WHAT IS ASKED:
Write out the rows again from the line containing "the person in" through the end of the rows, with "pixel coordinates" changed to "image coordinates" and nothing else altered.

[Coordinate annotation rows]
+---+

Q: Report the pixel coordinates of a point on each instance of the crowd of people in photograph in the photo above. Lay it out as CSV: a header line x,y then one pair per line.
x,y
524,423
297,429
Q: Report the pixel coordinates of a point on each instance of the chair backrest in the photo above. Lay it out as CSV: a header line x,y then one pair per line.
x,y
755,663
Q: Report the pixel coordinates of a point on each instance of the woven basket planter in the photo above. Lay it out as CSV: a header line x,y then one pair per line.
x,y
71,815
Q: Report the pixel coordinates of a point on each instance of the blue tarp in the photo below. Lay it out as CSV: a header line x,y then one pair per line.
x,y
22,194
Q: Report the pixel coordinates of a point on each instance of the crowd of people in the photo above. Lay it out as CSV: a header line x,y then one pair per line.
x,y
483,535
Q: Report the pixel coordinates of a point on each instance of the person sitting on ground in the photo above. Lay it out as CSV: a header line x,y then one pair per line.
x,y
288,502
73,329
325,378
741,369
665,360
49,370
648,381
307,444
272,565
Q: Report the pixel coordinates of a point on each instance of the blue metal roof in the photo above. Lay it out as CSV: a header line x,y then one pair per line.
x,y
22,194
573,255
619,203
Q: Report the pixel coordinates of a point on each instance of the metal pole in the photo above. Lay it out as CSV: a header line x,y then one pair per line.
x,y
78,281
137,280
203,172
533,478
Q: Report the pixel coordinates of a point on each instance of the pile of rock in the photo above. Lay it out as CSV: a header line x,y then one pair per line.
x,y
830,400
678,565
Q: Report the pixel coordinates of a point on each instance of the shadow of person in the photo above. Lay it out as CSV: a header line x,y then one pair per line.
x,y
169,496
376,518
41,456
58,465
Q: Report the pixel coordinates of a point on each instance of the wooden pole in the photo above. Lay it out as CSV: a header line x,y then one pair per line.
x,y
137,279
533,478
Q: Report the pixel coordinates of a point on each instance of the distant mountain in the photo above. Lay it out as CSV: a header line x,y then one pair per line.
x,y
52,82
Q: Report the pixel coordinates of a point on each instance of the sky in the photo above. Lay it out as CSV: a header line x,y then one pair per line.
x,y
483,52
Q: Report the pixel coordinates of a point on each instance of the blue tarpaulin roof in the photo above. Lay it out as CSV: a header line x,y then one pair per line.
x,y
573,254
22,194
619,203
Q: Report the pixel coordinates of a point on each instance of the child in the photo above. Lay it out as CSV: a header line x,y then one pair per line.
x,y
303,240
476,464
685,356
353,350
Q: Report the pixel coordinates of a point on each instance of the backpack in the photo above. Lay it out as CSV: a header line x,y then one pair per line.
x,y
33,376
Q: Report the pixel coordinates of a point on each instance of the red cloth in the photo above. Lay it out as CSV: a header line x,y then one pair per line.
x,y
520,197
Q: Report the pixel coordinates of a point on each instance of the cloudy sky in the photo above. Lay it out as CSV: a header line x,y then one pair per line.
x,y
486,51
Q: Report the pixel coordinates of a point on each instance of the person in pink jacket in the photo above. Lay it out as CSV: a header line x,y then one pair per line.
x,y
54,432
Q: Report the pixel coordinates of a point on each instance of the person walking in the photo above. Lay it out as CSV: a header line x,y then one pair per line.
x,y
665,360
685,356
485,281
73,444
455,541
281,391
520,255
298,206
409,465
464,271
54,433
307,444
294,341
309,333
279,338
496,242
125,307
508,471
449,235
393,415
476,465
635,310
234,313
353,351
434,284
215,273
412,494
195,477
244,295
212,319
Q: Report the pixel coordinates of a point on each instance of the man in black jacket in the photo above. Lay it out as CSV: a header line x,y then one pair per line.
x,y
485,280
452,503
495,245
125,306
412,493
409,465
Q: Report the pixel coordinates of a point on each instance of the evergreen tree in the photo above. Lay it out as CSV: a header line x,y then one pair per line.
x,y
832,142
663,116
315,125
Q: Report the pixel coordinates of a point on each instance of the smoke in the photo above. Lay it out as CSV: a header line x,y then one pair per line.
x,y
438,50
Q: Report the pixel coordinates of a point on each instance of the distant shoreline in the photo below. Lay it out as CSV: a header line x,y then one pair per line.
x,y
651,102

+---+

REPLY TO THE TASK:
Q: Report the image coordinates of a point on each instance of the person in pink jacket in the photo above. Lay it out as CSV: a header line x,y then one pair per line.
x,y
54,432
Q: Report the image coordinates of a point on each instance of the person walking in the photo above. Lay it out as CSV: a header line x,y then one pair per line.
x,y
665,360
685,356
485,281
73,444
455,541
281,391
520,255
298,206
409,465
464,271
54,433
307,444
294,341
309,333
279,338
496,242
125,307
508,471
449,235
393,415
476,465
635,310
234,313
353,351
434,284
215,273
412,494
195,477
244,295
212,319
Q: Report the image coordinates of a point on each instance of the man in black jacket in the photo above. Lay it out as CSV: a header line x,y then one pair per line.
x,y
485,280
452,503
495,245
125,306
412,493
409,465
Q: Report the image coordinates of a point on each instance of the evergreen tree in the photo above. Lay it out as CSV: a header line x,y then one pair per line.
x,y
832,142
663,116
315,125
Q: Report the image coordinates of a point on each instance of the smoke in the photo above. Lay it out as CSV: a header line x,y then one pair per line.
x,y
438,50
Q: Report the image coordinates of a point on each instance of the distant shoreline in the photo below. Lay it out as CSV: a header line x,y then one pair per line.
x,y
651,102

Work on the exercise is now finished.